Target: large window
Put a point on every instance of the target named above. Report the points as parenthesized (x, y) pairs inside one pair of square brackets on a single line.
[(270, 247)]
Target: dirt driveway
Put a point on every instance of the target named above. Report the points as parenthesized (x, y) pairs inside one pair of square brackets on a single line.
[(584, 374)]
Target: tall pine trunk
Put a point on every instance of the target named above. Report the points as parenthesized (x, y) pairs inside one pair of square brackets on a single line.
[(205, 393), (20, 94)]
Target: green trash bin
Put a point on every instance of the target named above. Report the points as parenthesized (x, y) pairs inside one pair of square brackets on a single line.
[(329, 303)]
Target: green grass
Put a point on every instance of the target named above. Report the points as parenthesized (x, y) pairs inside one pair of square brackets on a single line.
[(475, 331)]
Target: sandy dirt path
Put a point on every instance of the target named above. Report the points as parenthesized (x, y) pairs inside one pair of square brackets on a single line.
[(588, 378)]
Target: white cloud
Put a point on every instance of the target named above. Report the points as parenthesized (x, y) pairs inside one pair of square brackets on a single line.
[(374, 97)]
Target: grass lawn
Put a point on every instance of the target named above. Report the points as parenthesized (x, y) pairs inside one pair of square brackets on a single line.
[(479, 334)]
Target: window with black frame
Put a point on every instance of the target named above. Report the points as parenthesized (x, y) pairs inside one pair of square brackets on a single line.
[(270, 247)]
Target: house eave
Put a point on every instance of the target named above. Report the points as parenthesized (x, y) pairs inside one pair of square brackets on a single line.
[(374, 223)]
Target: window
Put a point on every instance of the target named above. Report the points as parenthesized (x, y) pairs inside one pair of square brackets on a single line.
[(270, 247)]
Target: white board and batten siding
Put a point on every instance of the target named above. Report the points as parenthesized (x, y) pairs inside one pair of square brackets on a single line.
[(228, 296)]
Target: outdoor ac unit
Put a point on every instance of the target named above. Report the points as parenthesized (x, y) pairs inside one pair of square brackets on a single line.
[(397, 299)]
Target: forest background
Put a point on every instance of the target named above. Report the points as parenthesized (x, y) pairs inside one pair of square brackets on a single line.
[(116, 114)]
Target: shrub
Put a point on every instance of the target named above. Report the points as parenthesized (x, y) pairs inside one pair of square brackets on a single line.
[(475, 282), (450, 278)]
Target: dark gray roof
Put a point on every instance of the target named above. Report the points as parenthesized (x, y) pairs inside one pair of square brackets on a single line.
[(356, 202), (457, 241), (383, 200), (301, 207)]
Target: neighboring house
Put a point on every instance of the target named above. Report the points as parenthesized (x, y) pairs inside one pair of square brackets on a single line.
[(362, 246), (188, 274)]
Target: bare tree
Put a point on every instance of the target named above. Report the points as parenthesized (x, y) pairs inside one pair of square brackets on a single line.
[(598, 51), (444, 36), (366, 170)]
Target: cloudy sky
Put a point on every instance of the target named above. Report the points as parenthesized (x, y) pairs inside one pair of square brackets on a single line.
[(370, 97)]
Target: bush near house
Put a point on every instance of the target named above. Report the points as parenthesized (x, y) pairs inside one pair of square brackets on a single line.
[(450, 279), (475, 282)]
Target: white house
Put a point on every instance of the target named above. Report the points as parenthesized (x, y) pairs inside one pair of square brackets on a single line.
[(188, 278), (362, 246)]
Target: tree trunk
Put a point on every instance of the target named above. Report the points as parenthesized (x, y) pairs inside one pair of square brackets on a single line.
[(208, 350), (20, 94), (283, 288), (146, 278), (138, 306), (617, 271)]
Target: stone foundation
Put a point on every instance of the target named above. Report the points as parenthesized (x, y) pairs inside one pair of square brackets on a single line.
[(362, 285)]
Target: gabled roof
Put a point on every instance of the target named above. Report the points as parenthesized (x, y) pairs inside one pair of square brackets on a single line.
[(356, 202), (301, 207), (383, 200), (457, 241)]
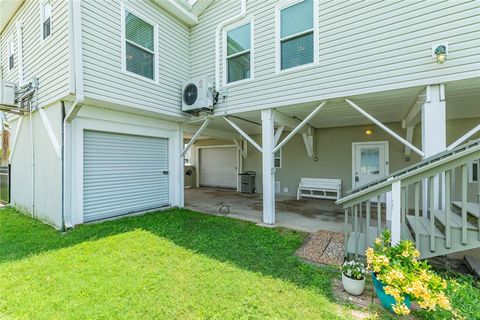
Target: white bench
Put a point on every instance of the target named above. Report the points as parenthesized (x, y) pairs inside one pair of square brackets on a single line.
[(319, 188)]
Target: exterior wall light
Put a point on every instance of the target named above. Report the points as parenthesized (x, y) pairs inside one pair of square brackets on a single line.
[(440, 52)]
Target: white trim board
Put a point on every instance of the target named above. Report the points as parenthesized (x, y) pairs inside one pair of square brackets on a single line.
[(197, 162), (387, 156)]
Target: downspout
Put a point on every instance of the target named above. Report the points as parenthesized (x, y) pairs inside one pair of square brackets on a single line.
[(67, 143), (221, 25)]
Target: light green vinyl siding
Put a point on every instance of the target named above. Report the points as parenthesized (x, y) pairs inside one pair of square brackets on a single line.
[(103, 76), (48, 60), (364, 47)]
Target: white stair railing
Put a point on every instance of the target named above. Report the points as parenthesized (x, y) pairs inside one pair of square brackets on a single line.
[(445, 227)]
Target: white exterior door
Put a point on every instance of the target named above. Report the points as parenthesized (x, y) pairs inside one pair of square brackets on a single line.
[(123, 174), (370, 162), (218, 167)]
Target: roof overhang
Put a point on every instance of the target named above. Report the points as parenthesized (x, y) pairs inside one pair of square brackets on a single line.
[(7, 10), (182, 10)]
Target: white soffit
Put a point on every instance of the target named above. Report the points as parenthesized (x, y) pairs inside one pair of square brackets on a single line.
[(180, 9), (7, 10)]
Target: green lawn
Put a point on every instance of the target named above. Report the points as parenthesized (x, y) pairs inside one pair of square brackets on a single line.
[(172, 264), (175, 264)]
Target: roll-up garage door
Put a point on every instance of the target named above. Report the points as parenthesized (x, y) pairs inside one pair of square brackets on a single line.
[(123, 174), (218, 167)]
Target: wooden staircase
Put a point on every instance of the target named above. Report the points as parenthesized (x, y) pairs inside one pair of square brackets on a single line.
[(444, 226)]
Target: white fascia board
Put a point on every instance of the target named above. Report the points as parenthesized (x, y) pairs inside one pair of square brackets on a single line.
[(179, 9), (8, 8), (198, 7)]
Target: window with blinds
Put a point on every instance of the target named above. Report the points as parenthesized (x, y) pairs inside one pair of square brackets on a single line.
[(239, 53), (11, 55), (297, 35), (139, 46), (46, 20)]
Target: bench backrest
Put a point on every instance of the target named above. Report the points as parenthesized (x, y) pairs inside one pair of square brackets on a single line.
[(321, 182)]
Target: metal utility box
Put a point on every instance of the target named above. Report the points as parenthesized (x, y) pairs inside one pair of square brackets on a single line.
[(7, 93), (247, 182)]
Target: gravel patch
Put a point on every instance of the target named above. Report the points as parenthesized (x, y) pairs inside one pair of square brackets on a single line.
[(323, 247)]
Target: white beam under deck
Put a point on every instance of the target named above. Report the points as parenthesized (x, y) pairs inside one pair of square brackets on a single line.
[(299, 127), (243, 134), (384, 127), (211, 133), (195, 136), (462, 139)]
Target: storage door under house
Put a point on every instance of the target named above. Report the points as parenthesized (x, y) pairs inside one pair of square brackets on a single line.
[(218, 167), (123, 174)]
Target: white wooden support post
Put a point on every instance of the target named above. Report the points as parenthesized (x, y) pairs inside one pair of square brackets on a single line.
[(396, 224), (409, 137), (434, 136), (268, 167), (178, 177)]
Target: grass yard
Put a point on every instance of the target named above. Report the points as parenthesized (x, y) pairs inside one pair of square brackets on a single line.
[(173, 264)]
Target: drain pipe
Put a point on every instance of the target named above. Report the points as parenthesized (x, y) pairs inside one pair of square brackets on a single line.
[(32, 148), (221, 25), (67, 142)]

Job
Rewrite all the records with "square brackets" replaced by "curly braces" and every other part unchanged. Leave the pictures out of your answer.

Response to the exercise
Target: large window
Put a point on every instance of the target named above. Report the points as parenthesized (x, y) pairs inside one pair of curly braces on a single line.
[(270, 247)]
Target: dirt driveway
Put a point on every instance of the target named above. Report the points as parenthesized (x, y) pairs inside one pair of curly braces on a single line.
[(584, 374)]
Target: tall pine trunk
Put a point on every instance of the target named above. Report the points as parenthesized (x, y) pairs inside one pair of curly braces on a single line.
[(205, 393), (20, 94)]
Target: green trash bin
Put a point on every instance of the target named above. Report the points as parenthesized (x, y) pairs inside one pair of curly braces on a single line.
[(329, 303)]
Target: green grass
Put a point on every instance of the target named above. Report the points as parenthesized (x, y) pairs inside one pair of curly braces on a single line.
[(475, 331)]
Target: sandy dirt path
Put a point on every instance of the target named above. Report the points as parenthesized (x, y) pairs inside one pair of curly braces on a single line.
[(588, 378)]
Target: white cloud
Put a point on every instance of the target named above. Report the points as parenthesized (x, y) pairs inside one pair of curly braces on a single line.
[(374, 97)]
Target: grass lawn
Put a point on every instance of the target named above. Report the points as parenthesized (x, y) pairs inside one pair of curly braces on a single line.
[(479, 334)]
Target: window with black frame
Put a point on every instance of the target named above. Report the points as parenthesized (x, y) pairs inside one pair of curly braces on a single line.
[(270, 247)]
Target: house eave
Put a point on every instance of the target named above. Report the points as parenthesized (x, y) pairs inside one pair of curly braces on a single line.
[(374, 223)]
Target: window
Put a point on every instance of the target named above. Report the points as parenthesized (x, y) pairs inside one pair of curly braces on a single line.
[(270, 247)]
Target: white board and batten siding
Put a point on every instance of the target named above. Report the points as parenthesized (x, y) pairs inside one pair of curly braces on a single line.
[(228, 296)]
Target: outdoor ac unit
Put a point on every instance of the target named above. Report the points as parenthesized (x, y) pairs inside one pair of curly braces on a single line.
[(397, 299)]
Target: forest background
Put a point on every instance of the target named above. Report the points as parenthesized (x, y) pairs inside one pair of curly braces on a single line.
[(116, 114)]
Target: shrub
Put a point on every instance of the target named above. Report the points as parenthesized (x, y) pairs inside one pair of curly braces on a single line.
[(475, 282), (450, 278)]
Target: dark gray roof
Put a point on every instance of the target named above. Report the points as parenthesized (x, y) pairs inside one pair of curly braces on a single line.
[(356, 202), (457, 241), (383, 200), (301, 207)]
Target: neighboring house
Put a point on every instance of the target named above. Report the points as parenthesized (x, y) pairs inside one pair of curly braces on a single line.
[(362, 246), (188, 274)]
Target: bare tree
Put a point on every instance of the target named above. Report the points as parenthesized (x, y) pairs inside one pair of curly braces on a single line.
[(598, 51), (444, 36), (366, 170)]
Target: cloudy sky
Put a point on every instance of the target named above. Report the points as parenthesized (x, y) pairs inside one pair of curly braces on a single line.
[(370, 97)]
Target: bush near house
Put a point on every instance of the target named above. Report the points as parenthesized (x, y) pairs inside one pair of curly braces on a single line.
[(450, 279), (475, 282)]
Target: white house
Put a point on every instance of the target named above. Report the points as parenthesized (x, y) pairs inside one pair of curly braces on a single line.
[(188, 278), (362, 246)]
Target: tree trunk
Put a point on every instance of the target named above. Report the points as parenthesized (x, y) pairs inside one pair of curly braces on a single line.
[(208, 350), (20, 94), (283, 288), (146, 278), (138, 306), (617, 271)]
Target: stone foundation
Put a point on every instance of the target named above. Report the points as parenthesized (x, y) pairs inside one pair of curly braces on a single line.
[(362, 285)]
Target: gabled roof
Put a point on every instance of the target named above. Report the points as parenthesized (x, y) pairs inside one pair of curly braces on a single line.
[(356, 202), (301, 207), (383, 200), (457, 241)]
Target: white bench
Put a point on every instance of the target named above. Report the points as parenthesized (x, y) pairs inside one pair of curly braces on a single line.
[(319, 188)]
Target: exterior wall light
Put a point on every instance of the target named above. Report the points as parenthesized (x, y) pairs inside one pair of curly braces on a single line.
[(440, 52)]
Target: white trim board
Put a point on every instance of the target named above. Report the points as parenthesized (x, y) pairs inside one pair of curly braces on a single line.
[(197, 162), (387, 156)]
Target: downspout
Put a point on every instance of the target named above. Report the points as parenthesized (x, y) pairs inside one pair of curly braces on a single line.
[(67, 143), (221, 25)]
Target: light green vinyl siding
Put a point on every instance of the target named above. Report the points as parenthesized (x, y) pairs inside one pair of curly braces on a single line.
[(103, 76), (48, 60), (364, 47)]
Target: white stair railing
Put a point on every instance of the target named above. Report the points as parenthesized (x, y) pairs inside one pair of curly braces on a single line.
[(445, 227)]
Target: white exterior door
Put a point on every instance of the target named above. Report the points as parenthesized (x, y) pairs inside one pair of curly braces on a single line.
[(123, 174), (370, 162), (218, 167)]
Target: roof overhang
Put a point on every instance of the target named above. Report the points as parenthesized (x, y) pairs inside one pair of curly braces on a single line.
[(7, 10), (182, 10)]
Target: white soffit
Put a point on every instance of the target named above. Report the points as parenthesized (x, y) pairs inside one pair of curly braces on a single line.
[(180, 9), (7, 10)]
Target: green lawn
Put a point on every instance of the target named above. Report the points as parenthesized (x, y) pairs inside one pair of curly braces on a single line.
[(172, 264), (175, 264)]
Target: roll-up garage door
Put a point on every instance of the target named above. Report the points as parenthesized (x, y) pairs inside one pair of curly braces on a single line.
[(123, 174), (218, 167)]
Target: wooden staircase
Put a point on every instance of the target named above. Report the points as parenthesized (x, y) pairs inside one pair of curly braces on a single line.
[(444, 226)]
Target: white fascia board
Put a point on every instance of the target named above. Report the points as parenthesized (x, y) pairs inside one pair of curly braces on a single line.
[(179, 9), (8, 8), (198, 7)]
Target: window with blinds
Put a point on every instance of the target named above. Report the points as parenthesized (x, y) pairs inside one pair of curly braces on a single line.
[(239, 53), (11, 55), (297, 35), (139, 46), (46, 20)]
Target: bench backrest
Put a point on every instance of the target named above. Report the points as parenthesized (x, y) pairs inside one pair of curly braces on a single line.
[(321, 182)]
Target: metal utility box
Put a point on every instance of the target named above. Report the points as parenthesized (x, y) pairs inside one pair of curly braces on a single line.
[(7, 93), (247, 182)]
Target: gravel patch
Put a point on every instance of the target named above. Report the points as parenthesized (x, y) pairs inside one pair of curly braces on a single line.
[(323, 247)]
Target: white beam under deck
Put a point on every instance of the target named above. Report the points as parenthesized (x, y) pairs inside one pair of curly braces on a single line.
[(299, 127), (243, 134), (384, 127), (211, 133), (195, 136), (462, 139)]
Target: storage door under house
Put a point on every instance of the target named above. Report the points as parenthesized (x, y) pairs inside one pair of curly braces on a single line.
[(218, 167), (123, 174)]
Target: white wooden support post
Put a point on every instance of the target named above. Report the points as parenthesized (x, y) pairs inside one pair of curly braces on a single line.
[(396, 224), (409, 137), (434, 136), (268, 167), (178, 177)]
Target: grass yard
Put a point on every instance of the target named above. Report the points as parenthesized (x, y) pairs inside one pair of curly braces on a single line.
[(173, 264)]
Target: drain pipe
Put a point on every instance of the target named above. Report the points as parenthesized (x, y) pairs inside one pair of curly braces on a single line.
[(32, 148), (221, 25), (67, 142)]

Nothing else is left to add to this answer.